Information Loss: training stability ↑
- generated data와 real data간의 statistic 차이

Classification Loss: semantic integrity ↑ (해당 data가 실제 세계를 정확히 반영하는 정도)
- GAN architecture에 Discrimiantor와 병렬적으로 추가되는 auxiliary classifier에 필요함
- synthesized class와 predicted class간의 차이 (Corresponding Class로 잘 분류됐는지)

3) To counter complex distributions in continuous variables

Gaussian mixture model로부터 value-mode pair로 encoding하는 mode-specific normalization idea를 사용한다.

3.2) Design of CTAB - GAN

CTAB - GAN은 3개의 Model로 구성되어 있다.
=-=-=-=-=
할 일:
1. 위의 CTAB-GAN 지문을 두 문장으로 요약하세요.
2. 위의 CTAB-GAN 지문에서 "3) To counter" 부분에서 시작해 "Model로 구성되어 있다." 부분에서 끝나는 구간을 그대로 옮겨 적으세요.
3. 위의 CTAB-GAN 지문을 마지막 문장 다음부터 이어서 써 나가세요.

(데이터셋 발췌)
=-=-=-=-=
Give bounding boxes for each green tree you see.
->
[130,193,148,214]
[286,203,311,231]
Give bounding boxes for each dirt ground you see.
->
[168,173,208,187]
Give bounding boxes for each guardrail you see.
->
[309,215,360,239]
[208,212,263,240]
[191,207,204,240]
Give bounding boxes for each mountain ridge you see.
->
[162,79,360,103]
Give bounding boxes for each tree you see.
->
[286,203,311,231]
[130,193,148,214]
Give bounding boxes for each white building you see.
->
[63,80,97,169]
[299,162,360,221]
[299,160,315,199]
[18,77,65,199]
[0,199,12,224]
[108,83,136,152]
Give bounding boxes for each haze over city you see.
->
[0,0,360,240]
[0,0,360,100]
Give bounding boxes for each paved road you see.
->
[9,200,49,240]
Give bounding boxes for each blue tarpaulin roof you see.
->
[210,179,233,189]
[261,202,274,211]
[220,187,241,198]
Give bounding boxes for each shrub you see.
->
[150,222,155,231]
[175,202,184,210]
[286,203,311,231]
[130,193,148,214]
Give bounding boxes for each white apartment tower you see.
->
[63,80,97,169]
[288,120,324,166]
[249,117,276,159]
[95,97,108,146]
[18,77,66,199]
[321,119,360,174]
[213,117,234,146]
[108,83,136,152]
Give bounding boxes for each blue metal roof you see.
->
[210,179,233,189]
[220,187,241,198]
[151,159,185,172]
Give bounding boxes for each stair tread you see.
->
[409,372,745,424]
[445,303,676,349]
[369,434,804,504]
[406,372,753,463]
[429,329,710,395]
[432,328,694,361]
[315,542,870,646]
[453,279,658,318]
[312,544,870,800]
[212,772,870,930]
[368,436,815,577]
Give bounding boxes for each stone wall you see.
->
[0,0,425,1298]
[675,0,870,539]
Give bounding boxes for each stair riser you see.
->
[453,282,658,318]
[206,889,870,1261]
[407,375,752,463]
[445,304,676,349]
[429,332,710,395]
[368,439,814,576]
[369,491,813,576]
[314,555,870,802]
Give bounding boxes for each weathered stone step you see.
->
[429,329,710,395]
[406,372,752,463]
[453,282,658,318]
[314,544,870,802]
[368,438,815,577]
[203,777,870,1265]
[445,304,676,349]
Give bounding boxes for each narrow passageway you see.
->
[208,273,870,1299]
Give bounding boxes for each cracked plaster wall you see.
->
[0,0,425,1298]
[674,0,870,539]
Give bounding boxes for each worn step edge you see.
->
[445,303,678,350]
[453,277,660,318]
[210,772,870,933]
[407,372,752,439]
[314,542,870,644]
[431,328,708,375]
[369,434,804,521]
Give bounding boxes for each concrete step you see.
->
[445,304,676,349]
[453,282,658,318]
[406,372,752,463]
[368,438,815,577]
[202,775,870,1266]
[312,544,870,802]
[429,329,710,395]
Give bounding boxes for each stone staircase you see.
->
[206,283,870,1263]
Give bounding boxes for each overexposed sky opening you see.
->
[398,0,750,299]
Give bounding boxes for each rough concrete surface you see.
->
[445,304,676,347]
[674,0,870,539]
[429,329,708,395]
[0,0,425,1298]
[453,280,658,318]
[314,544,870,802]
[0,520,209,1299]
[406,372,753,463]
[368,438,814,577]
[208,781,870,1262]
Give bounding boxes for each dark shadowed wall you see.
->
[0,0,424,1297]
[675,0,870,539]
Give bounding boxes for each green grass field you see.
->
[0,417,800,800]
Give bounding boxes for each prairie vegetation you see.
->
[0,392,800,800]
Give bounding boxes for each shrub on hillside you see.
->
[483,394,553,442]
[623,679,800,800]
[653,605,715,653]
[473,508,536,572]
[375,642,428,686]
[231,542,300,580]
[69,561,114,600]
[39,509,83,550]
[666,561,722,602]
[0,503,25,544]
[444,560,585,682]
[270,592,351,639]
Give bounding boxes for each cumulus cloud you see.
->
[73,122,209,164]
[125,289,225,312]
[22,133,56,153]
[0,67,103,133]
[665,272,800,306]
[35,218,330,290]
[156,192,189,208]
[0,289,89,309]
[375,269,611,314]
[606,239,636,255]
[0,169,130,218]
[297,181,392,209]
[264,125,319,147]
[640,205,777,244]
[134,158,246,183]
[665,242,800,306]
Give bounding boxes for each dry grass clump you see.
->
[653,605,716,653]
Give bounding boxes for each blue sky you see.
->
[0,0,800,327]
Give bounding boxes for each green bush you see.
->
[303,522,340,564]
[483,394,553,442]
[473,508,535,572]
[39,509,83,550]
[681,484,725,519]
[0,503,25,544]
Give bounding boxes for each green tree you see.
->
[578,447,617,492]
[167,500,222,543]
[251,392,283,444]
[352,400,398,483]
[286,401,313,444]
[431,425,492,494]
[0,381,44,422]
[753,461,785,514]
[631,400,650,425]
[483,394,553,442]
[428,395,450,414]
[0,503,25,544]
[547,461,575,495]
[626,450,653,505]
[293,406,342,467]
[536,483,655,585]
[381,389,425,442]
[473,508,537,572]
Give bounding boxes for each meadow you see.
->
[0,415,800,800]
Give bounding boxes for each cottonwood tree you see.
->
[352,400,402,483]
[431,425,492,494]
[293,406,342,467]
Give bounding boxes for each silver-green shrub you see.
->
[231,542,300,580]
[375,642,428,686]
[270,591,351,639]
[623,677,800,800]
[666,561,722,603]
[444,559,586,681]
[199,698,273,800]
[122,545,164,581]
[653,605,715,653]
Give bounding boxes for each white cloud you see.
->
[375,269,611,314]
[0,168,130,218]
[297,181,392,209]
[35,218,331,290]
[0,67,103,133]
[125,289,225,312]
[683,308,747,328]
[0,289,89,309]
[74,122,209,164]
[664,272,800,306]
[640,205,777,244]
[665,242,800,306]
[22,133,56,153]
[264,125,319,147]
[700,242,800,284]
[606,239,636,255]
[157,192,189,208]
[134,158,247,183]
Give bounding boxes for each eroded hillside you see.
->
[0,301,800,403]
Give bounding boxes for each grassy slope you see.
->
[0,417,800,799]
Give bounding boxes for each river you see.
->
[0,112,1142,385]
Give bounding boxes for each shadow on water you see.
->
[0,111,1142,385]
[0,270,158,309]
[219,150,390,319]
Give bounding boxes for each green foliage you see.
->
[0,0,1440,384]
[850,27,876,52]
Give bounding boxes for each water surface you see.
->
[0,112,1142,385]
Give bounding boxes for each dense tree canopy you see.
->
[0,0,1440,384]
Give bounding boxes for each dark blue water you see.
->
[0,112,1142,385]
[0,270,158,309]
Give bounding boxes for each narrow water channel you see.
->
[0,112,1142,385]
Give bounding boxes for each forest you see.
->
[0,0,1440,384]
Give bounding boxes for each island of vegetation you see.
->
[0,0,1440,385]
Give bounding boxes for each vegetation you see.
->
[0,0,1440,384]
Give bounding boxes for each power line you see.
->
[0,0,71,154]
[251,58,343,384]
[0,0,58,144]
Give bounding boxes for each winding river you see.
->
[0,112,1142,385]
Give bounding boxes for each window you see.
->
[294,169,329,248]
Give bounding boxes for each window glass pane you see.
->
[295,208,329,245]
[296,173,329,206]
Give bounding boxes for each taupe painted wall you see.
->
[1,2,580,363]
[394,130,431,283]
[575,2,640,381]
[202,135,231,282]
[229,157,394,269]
=-=-=-=-=
과제 답변:
1. 정보 손실은 생성 데이터와 실제 데이터 간의 통계 차이로서 학습 안정성을 높이고, 분류 손실은 합성 클래스와 예측 클래스 간의 차이로서 의미적 무결성을 높이며 GAN 구조에 판별자와 병렬로 추가되는 보조 분류기에 필요하다. 연속형 변수의 복잡한 분포에 대응하기 위해 가우시안 혼합 모델로부터 value-mode pair로 인코딩하는 mode-specific normalization 아이디어를 사용하며, CTAB-GAN은 3개의 모델로 구성되어 있다.

2.
3) To counter complex distributions in continuous variables

Gaussian mixture model로부터 value-mode pair로 encoding하는 mode-specific normalization idea를 사용한다.

3.2) Design of CTAB - GAN

CTAB - GAN은 3개의 Model로 구성되어 있다.

3.
Generator $\mathcal{G}$
Discriminator $\mathcal{D}$
auxiliary Classifier $\mathcal{C}$

기본 알고리즘이 Conditional GAN (CGAN)에 base되어 있으므로 Generator $\mathcal{G}$는 noise vector $z$와 conditional vector $c$를 필요로 한다.

Section 3.3의 Mixed-type encoder (encoding and decoding of real and synthetic data)은 Figure에 생략되어 있으며, Section 3.4의 conditional vector는 간단하게 표시되어 있다.

GAN은 기본적으로 Discriminator $\mathcal{D}$와 Generator $\mathcal{G}$간의 zero-sum minimax game을 통해 training된다. Discriminator는 objective를 maximize하고자 하는 반면, Generator는 objective를 minimize하고자 한다.

이는 Discriminator $\mathcal{D}$가 Generator $\mathcal{G}$에게 work quality에 대한 fedd back를 주는 것으로 해석할 수 있다.

여기서 Generator $\mathcal{G}$가 주는 추가적인 feedback은 information loss와 classification loss를 포함한다.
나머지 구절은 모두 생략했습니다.